* **Arbeitsauftrag 1**:
Sammle aus den Zeilen weiter unten jede, in der die Zeichenfolge „road“ vorkommt, und schreibe sie unverändert ab. Groß- und Kleinschreibung ist dabei zu beachten.

Was bei der Lektüre von Pamuks Buch nachdenklich stimmt, ist nicht so sehr die Tatsache, daß Kars Schiras so ähnlich ist, sondern die Erinnerung daran, daß in Iran die Islamisten gewonnen haben. Wie wird es in Kars ausgehen? Selbst wenn die Islamisten in der Türkei nicht gewinnen sollten, die von Ka beobachteten Republikaner mit ihren militärischen Methoden will man doch wohl auch nicht in der Europäischen Union willkommen heißen. Das politische Klima in Kars ist schmutzig - spiegelt es die wirklichen Zustände in der Türkei wider oder nur im abgelegenen Anatolien? Und will Pamuk uns davon überzeugen, daß muslimische Frauen mit Kopftuch politische Aktivistinnen sind, die die Demokratie ablehnen, daß das schlaffe Europa gegenüber diesen politisch-islamischen und militärisch-despotischen Kräften keine Chance hat?

* **Vorliegende Zeilen**:
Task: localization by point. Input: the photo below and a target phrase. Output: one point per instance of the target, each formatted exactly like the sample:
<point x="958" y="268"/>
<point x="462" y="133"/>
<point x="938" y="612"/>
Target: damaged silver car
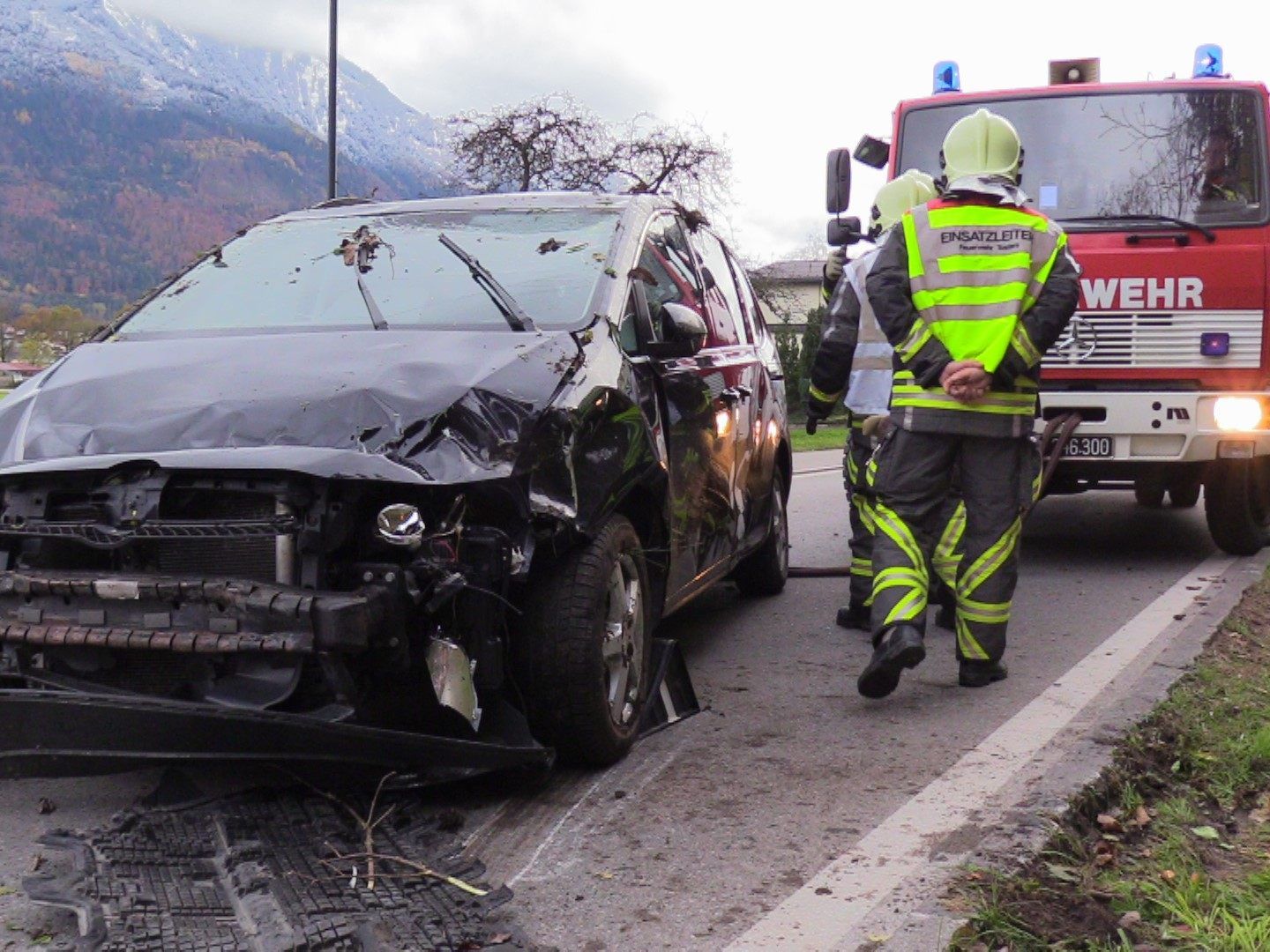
<point x="389" y="473"/>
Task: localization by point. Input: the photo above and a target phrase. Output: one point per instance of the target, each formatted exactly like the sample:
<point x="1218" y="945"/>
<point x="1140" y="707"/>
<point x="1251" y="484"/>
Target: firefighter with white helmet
<point x="854" y="358"/>
<point x="970" y="290"/>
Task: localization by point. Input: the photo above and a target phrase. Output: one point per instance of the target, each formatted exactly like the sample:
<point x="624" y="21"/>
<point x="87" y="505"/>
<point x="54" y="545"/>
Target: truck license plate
<point x="1088" y="449"/>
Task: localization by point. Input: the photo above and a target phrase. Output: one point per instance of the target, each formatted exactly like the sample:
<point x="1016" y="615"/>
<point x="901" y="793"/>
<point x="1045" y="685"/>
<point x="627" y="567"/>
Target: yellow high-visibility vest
<point x="975" y="271"/>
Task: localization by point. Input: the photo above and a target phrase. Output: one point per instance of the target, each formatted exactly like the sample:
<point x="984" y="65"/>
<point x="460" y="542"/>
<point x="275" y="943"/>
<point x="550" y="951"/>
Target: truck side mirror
<point x="684" y="333"/>
<point x="842" y="231"/>
<point x="873" y="152"/>
<point x="837" y="193"/>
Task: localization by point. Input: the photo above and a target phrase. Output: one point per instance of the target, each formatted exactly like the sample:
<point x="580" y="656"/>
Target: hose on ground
<point x="1053" y="441"/>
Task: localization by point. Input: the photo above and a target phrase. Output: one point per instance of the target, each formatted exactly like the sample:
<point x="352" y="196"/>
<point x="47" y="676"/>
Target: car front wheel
<point x="583" y="652"/>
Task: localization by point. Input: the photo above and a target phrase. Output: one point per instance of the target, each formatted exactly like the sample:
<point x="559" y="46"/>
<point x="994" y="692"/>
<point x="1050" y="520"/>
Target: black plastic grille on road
<point x="248" y="874"/>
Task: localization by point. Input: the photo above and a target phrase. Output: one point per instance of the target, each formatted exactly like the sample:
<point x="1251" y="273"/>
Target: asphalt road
<point x="709" y="825"/>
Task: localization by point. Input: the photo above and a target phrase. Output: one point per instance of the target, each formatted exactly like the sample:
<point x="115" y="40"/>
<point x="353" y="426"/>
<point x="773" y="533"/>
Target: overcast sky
<point x="780" y="88"/>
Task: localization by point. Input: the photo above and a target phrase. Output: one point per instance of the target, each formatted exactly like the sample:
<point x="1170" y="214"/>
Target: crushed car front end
<point x="306" y="544"/>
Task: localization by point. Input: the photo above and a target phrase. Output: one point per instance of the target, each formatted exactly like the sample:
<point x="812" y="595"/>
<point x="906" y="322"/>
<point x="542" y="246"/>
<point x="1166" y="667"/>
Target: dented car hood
<point x="413" y="405"/>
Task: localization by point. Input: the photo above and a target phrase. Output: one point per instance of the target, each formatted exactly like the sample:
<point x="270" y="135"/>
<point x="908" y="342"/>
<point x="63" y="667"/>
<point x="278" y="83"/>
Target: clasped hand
<point x="966" y="381"/>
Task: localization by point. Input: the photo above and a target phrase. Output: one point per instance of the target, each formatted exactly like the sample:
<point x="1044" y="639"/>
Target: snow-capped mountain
<point x="127" y="147"/>
<point x="150" y="63"/>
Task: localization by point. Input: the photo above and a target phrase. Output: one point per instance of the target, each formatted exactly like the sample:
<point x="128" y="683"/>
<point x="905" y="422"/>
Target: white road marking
<point x="554" y="830"/>
<point x="828" y="906"/>
<point x="614" y="777"/>
<point x="819" y="471"/>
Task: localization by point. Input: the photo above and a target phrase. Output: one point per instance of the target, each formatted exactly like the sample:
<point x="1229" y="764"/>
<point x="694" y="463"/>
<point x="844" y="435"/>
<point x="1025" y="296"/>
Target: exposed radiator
<point x="251" y="557"/>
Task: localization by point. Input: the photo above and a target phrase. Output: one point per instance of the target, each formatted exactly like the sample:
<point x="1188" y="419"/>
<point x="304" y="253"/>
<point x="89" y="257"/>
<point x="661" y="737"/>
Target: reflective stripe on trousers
<point x="912" y="480"/>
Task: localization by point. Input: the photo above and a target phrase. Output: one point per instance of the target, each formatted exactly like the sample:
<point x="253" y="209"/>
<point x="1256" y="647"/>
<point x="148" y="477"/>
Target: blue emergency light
<point x="947" y="77"/>
<point x="1214" y="344"/>
<point x="1208" y="63"/>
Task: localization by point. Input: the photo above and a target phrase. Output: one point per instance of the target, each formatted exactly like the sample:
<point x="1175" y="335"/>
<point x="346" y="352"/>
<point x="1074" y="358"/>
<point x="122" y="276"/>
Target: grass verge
<point x="1169" y="850"/>
<point x="828" y="435"/>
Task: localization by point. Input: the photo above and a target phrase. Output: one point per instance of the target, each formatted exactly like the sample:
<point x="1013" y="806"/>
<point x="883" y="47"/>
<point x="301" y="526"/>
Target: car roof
<point x="503" y="201"/>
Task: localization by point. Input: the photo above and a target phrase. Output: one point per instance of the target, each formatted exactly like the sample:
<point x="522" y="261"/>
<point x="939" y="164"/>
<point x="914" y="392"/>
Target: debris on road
<point x="274" y="870"/>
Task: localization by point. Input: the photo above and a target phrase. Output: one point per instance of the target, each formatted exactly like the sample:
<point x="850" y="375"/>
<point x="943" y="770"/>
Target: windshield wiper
<point x="374" y="309"/>
<point x="1162" y="219"/>
<point x="512" y="311"/>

* **Arbeitsauftrag 2**:
Setze den Lesetext über Pamuks Buch und die Lage in Kars im Anschluss an seinen letzten Satz fort.

* **Ergebnis 1**:
Target: black plastic grille on road
Target: asphalt road
Target: white road marking
Target: debris on road

* **Ergebnis 2**:
Der Islamistenführer "Blau" bemerkt: "Europa ist nicht meine Zukunft. Solange ich lebe, werde ich die Europäer nicht nachahmen und mich auch nicht dafür hassen, daß ich anders bin als sie." Turgut Bey, ein alter Kommunist, sagt daraufhin: "Es sind nicht nur die Islamisten, die stolz auf dieses Land sind. Republikaner fühlen dasselbe." Ein demokratisches Europa wollen beide Parteien nicht. Will Europa sie denn? Kein europäischer Politiker war schon einmal in Kars, dort, wo er ungehemmt und unkontrolliert von der Zentralgewalt - die Stadt ist wegen des Schnees von der Außenwelt abgeschlossen -, die das türkische Leben bewegenden politischen Kräfte sichtbar werden. Diese Stadt ist nicht das Ankara der Diplomaten und nicht das Istanbul der Touristen. Aber Kars ist für Orhan Pamuk die Türkei. Und in Pamuks Türkei, so formuliert es "Blau", brüsten sich die Leute nur dann mit ihrem Atheismus, der Signatur ihrer "Westlichkeit", wenn sie sicher sind, daß das Militär hinter ihnen steht.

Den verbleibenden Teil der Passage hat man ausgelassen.